Ejercicio a:
Imprime, copiándolo con total exactitud, el fragmento del texto de origen que va de "Modupué a nuestros" a "el suelo cubano.", ambos incluidos.

Texto de origen:
- - - -

A Monserrate, Timotea, Silvestre, Octavio y Rosalía;
A los pavores, los desprecios y aflicciones que sufrieron
En un intransigente pasado por enaltecer su africanía.
Maferefún Remigio, Blas, Belén, Fermina, Fernando;
Arabia, Inés, Tata, Matilde, Panchita, Susana, Pepa.
Que viva Regla, Simpson, La Habana y el campo,
Y de la Iglesia maferefún todos los santos.
Modupué a nuestros apóstoles Ortiz, Lachatañeré, Cabrera;
También a Weyler, Wood, Gómez, Prío, y de los políticos otros tantos.
Endeudados igualmente estamos a Varela Zequeira, Castellanos;
Varona, Godinez, Landa y Monto; y por causa de la era, afines villanos
Empeñados por su idea del mandato “divino” que dictaba en la isla
Lo que era moral, culto, civilizado; en todos los medios fraguados
Con tal de evitar el aumento del “brujo” africano en el suelo cubano.
A aquellos tormentos y constantes sacrificios de todo antepasado;
De todos nuestros compañeros, incluyendo a nuestros muchos adversarios;
A todo aquel que con consciencia y buena voluntad,
O con total ausencia de ellas,
Contribuyeron con sudor y granitos de arena,
Hacia la construcción de este antiguo y penado legado.

- - - -

Datos de etiquetado de coordenadas:
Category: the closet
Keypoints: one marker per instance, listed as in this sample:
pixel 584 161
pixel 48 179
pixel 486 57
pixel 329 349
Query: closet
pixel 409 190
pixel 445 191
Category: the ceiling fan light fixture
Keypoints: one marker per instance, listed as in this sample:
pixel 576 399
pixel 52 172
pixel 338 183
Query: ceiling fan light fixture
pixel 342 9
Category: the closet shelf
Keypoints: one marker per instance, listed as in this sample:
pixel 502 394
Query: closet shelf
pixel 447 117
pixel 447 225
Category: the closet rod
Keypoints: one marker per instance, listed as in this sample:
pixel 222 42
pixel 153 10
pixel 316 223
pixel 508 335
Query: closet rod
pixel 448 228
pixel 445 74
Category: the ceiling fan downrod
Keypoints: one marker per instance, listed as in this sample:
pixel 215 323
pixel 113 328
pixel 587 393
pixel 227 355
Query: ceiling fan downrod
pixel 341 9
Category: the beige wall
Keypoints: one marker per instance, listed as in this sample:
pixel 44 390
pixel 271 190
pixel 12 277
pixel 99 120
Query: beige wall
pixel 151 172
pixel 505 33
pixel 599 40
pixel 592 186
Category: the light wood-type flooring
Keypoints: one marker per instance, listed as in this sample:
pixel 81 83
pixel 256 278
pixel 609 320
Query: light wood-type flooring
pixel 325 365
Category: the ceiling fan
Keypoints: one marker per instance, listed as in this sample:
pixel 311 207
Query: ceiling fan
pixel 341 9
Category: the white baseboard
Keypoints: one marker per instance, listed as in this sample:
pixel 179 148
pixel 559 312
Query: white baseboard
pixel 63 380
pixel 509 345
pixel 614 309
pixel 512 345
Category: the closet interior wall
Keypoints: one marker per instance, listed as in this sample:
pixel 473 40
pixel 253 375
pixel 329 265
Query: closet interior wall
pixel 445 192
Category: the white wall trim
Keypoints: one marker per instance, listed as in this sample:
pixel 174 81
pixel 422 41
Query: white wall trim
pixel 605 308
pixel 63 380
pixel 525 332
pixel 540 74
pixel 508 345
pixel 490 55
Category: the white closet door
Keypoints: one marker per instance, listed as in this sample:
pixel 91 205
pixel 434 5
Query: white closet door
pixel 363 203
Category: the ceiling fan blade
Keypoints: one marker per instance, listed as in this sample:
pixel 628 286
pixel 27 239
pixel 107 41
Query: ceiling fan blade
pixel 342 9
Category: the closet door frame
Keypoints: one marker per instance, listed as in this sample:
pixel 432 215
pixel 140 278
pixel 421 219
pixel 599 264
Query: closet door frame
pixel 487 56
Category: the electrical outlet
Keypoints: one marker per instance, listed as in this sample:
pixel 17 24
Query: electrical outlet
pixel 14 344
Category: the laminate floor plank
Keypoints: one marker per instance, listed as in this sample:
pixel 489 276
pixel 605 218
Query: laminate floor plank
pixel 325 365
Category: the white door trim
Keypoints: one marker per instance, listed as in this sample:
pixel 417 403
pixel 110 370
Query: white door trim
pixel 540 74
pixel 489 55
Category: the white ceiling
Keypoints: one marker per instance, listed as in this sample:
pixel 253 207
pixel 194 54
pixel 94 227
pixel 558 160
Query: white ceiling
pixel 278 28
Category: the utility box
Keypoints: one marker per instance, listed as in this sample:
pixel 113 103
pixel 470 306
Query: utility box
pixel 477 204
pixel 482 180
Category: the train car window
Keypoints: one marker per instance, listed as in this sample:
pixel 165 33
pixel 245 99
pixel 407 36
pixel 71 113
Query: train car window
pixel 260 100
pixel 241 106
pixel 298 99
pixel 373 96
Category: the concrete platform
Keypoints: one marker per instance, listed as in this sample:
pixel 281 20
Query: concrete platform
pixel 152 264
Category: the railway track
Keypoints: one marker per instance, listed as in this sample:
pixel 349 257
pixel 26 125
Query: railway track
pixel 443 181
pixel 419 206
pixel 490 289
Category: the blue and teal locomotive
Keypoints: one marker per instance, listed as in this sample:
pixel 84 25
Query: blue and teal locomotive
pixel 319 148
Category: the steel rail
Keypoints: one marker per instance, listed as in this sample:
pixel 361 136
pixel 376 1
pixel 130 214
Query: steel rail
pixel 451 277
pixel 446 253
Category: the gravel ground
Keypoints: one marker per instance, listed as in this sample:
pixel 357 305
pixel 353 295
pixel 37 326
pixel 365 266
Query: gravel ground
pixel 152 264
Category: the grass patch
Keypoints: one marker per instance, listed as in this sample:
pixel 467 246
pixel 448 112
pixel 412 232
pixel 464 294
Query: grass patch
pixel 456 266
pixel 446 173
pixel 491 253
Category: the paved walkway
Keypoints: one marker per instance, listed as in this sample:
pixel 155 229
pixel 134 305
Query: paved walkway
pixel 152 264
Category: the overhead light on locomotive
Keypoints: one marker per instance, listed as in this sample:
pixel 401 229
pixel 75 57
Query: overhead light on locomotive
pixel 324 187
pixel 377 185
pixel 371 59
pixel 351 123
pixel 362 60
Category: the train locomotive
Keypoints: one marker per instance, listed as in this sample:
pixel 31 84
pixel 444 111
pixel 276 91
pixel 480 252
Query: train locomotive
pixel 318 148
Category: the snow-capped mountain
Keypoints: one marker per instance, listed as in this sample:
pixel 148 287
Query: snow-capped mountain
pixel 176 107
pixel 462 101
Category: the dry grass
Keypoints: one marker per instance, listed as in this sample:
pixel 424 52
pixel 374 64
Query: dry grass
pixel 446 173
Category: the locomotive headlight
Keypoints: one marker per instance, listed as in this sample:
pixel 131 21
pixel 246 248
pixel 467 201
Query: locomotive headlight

- - - -

Ejercicio b:
Reescribe solo los registros comprendidos entre la línea que contiene "Category: the electrical outlet" y la que contiene "pixel 14 344", ambas incluidas, cambiando "electrical outlet" por "power outlet" sin tocar nada más.

Solución desarrollada a:
Modupué a nuestros apóstoles Ortiz, Lachatañeré, Cabrera;
También a Weyler, Wood, Gómez, Prío, y de los políticos otros tantos.
Endeudados igualmente estamos a Varela Zequeira, Castellanos;
Varona, Godinez, Landa y Monto; y por causa de la era, afines villanos
Empeñados por su idea del mandato “divino” que dictaba en la isla
Lo que era moral, culto, civilizado; en todos los medios fraguados
Con tal de evitar el aumento del “brujo” africano en el suelo cubano.

Solución desarrollada b:
Category: the power outlet
Keypoints: one marker per instance, listed as in this sample:
pixel 17 24
Query: power outlet
pixel 14 344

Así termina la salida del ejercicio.